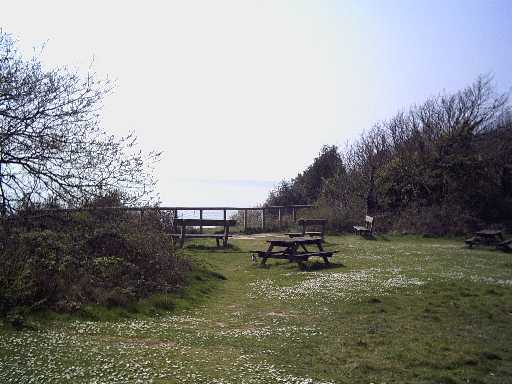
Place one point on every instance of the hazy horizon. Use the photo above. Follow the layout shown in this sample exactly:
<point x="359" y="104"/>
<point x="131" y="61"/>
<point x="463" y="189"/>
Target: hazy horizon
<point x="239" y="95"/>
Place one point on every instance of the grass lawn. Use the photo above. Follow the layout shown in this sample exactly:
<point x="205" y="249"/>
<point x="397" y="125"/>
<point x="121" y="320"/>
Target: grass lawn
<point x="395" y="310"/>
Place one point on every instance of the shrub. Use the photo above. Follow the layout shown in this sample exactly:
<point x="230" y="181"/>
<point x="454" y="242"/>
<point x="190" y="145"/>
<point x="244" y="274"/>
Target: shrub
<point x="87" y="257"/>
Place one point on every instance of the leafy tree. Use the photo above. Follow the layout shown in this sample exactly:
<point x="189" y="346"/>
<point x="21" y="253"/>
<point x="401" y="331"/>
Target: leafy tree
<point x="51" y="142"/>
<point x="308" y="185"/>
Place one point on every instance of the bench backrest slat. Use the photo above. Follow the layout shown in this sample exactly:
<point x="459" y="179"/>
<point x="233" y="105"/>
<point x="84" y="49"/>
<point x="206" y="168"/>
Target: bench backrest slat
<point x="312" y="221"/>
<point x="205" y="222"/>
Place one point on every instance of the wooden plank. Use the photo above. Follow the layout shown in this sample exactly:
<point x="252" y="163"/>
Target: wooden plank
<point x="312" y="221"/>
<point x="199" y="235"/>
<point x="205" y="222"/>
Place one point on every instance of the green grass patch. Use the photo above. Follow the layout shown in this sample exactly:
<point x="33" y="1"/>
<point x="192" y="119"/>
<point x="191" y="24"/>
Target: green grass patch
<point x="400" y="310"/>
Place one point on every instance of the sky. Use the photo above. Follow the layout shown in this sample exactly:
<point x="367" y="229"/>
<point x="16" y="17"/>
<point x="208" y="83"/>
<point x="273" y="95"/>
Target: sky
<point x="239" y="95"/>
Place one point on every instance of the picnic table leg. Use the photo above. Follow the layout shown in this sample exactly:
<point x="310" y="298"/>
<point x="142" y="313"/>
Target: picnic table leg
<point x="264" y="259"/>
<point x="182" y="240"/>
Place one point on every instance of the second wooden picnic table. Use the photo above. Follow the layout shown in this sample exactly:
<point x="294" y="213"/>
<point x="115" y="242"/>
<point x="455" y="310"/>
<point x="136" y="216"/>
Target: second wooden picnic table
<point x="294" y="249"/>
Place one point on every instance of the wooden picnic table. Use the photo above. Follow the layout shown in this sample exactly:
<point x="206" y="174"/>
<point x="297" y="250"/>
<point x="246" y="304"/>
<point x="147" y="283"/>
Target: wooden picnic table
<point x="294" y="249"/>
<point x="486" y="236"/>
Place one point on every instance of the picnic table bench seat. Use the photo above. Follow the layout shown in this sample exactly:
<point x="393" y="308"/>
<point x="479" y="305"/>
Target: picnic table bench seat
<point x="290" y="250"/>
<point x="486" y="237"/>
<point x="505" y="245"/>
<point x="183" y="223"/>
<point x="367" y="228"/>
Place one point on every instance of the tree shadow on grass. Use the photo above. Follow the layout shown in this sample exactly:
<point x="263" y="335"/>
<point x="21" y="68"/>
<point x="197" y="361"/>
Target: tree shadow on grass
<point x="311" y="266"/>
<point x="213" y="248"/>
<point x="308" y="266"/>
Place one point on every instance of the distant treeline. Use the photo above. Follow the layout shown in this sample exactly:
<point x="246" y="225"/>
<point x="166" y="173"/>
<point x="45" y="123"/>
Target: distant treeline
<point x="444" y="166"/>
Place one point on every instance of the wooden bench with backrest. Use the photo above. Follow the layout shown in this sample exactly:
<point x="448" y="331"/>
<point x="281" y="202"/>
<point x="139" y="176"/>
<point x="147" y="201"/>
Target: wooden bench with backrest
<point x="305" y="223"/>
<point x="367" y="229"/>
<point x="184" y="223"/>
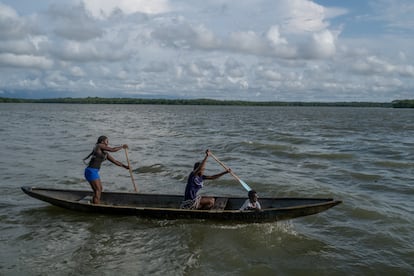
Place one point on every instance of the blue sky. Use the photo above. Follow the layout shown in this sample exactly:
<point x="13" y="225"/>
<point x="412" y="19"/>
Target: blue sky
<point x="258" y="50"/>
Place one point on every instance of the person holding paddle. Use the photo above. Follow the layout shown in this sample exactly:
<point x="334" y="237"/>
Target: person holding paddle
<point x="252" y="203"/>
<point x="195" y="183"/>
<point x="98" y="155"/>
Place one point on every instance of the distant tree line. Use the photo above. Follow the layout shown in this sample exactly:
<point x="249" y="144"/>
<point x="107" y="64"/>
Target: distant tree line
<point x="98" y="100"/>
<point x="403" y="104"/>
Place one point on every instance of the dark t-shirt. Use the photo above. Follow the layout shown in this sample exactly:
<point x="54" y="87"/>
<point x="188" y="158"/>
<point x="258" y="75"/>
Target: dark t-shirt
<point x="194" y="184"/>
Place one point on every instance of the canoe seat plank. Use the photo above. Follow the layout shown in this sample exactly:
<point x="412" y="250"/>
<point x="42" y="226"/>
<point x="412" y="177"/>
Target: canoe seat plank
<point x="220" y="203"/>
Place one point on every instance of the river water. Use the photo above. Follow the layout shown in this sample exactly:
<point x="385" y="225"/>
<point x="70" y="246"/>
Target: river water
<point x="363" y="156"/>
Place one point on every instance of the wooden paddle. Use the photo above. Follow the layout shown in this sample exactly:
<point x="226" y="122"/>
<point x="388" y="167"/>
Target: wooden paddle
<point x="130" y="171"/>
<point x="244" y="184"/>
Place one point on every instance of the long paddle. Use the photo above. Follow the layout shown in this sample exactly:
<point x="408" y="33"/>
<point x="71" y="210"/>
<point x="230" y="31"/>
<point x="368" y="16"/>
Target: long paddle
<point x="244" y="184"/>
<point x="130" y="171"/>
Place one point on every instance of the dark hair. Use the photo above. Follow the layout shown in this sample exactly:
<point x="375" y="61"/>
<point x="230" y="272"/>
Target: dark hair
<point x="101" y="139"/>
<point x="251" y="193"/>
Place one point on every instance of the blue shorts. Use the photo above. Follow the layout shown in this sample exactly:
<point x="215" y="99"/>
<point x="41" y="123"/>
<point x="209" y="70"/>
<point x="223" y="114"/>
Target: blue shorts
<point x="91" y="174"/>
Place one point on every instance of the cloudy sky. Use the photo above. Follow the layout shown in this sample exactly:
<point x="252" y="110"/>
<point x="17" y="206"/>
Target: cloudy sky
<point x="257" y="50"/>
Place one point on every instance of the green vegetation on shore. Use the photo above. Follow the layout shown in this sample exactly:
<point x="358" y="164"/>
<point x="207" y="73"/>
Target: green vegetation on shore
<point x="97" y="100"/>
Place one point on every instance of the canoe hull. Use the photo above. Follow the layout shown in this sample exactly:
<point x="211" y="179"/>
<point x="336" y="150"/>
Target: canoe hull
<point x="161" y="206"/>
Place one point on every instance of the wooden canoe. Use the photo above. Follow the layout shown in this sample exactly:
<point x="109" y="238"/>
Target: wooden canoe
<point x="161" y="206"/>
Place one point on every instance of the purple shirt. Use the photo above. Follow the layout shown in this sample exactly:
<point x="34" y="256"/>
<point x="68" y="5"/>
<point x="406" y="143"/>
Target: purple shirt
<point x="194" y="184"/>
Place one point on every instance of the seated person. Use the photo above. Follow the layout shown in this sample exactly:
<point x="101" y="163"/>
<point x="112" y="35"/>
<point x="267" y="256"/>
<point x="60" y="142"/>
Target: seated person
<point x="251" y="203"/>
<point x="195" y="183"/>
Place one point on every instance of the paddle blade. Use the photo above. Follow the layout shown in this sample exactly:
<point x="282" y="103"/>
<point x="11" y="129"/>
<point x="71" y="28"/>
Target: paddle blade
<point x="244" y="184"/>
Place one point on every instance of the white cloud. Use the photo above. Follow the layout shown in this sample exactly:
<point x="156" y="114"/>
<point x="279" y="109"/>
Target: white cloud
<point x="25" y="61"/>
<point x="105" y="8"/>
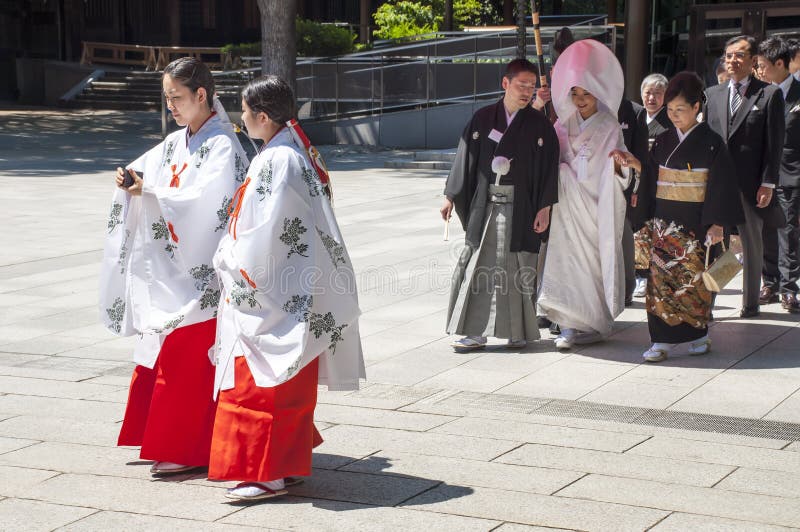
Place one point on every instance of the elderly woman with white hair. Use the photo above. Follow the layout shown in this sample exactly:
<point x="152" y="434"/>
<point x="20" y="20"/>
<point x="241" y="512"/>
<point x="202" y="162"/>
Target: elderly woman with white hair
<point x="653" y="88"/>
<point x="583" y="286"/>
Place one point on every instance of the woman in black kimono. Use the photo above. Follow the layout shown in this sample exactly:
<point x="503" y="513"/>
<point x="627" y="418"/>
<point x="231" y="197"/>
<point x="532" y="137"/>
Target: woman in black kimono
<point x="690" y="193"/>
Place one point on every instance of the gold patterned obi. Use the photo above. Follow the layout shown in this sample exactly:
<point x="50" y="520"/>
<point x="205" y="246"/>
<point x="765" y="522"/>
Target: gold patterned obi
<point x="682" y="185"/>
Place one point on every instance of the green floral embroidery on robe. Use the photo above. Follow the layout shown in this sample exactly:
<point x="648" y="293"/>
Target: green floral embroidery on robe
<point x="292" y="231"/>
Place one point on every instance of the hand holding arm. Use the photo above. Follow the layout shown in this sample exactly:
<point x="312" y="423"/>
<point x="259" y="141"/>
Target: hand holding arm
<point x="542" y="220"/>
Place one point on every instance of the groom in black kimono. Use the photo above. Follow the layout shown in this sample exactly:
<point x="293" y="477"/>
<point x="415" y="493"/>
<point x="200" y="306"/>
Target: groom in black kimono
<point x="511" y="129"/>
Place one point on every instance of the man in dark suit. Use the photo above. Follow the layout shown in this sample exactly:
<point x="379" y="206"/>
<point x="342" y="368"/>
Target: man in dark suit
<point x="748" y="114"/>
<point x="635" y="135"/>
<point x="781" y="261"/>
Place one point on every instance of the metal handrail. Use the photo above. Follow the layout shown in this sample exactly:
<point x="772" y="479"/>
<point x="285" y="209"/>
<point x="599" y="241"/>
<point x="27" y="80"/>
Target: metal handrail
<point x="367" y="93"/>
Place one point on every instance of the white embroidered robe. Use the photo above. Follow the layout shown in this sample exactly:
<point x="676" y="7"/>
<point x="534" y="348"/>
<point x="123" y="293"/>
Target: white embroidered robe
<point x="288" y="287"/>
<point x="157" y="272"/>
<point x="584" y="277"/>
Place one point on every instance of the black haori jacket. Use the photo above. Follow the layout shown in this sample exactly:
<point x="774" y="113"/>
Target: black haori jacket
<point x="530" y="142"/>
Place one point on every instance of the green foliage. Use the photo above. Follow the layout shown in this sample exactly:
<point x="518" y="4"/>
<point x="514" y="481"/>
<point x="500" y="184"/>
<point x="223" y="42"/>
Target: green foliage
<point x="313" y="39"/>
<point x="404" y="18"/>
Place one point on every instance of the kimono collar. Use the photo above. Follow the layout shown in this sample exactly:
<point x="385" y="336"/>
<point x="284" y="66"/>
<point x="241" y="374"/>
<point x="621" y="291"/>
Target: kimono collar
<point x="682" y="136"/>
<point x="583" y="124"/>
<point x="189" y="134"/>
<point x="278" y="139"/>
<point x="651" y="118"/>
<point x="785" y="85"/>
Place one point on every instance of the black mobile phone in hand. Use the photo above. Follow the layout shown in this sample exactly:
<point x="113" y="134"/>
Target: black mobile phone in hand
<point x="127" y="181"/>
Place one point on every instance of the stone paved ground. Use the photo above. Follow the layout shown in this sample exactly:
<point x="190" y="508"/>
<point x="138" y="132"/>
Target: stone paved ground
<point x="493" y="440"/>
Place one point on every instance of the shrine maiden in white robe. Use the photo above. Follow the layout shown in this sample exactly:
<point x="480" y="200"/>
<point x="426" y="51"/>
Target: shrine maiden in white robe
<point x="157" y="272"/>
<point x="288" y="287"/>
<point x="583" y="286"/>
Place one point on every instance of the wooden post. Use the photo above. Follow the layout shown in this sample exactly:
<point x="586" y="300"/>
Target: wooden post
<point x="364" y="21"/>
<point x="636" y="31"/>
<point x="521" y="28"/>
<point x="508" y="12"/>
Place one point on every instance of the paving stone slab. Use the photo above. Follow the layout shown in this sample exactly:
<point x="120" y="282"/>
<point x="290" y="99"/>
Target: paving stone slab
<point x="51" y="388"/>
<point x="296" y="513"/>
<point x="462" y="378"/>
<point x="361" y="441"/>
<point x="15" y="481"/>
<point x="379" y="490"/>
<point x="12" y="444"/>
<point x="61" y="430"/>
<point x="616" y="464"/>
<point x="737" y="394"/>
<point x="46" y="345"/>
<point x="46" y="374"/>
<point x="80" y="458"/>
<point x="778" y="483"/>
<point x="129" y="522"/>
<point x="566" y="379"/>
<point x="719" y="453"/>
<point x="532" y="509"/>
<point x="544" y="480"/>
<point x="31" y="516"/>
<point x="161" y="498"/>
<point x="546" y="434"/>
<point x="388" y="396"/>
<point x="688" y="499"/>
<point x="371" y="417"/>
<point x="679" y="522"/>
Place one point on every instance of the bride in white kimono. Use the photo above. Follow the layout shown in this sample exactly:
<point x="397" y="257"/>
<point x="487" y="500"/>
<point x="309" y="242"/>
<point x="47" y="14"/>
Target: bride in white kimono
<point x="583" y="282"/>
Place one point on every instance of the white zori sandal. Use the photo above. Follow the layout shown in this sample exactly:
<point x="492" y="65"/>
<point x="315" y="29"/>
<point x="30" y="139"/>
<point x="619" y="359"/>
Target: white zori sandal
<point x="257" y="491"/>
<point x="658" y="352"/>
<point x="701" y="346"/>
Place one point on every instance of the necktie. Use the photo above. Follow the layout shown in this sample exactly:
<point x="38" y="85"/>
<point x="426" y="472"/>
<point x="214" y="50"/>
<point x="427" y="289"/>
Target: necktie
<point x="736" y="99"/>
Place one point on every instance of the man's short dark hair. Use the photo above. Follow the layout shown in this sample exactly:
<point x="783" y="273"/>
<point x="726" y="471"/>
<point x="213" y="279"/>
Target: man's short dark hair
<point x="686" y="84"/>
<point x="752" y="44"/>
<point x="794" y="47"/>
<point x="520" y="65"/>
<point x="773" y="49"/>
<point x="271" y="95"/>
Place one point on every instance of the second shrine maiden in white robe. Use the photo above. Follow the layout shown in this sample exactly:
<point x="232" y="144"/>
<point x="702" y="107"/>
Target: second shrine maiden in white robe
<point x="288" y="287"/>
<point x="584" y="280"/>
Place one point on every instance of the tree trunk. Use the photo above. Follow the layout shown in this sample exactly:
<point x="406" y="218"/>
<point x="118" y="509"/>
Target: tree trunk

::::::

WRITTEN EXERCISE – Repeat exactly, and only, the lines from the line containing "Place one point on every instance of the second shrine" through the last line of the records above, both included.

TASK SOLUTION –
Place one point on every instance of the second shrine maiden in white robe. Use the photo above. Follow the layout shown in this sample exactly:
<point x="232" y="144"/>
<point x="702" y="107"/>
Target: second shrine maiden in white robe
<point x="288" y="287"/>
<point x="584" y="280"/>
Place one point on every instance of the tree trunk. Use the photo above. Follow the layout shown in this sample exactly:
<point x="406" y="218"/>
<point x="118" y="509"/>
Target: tree trunk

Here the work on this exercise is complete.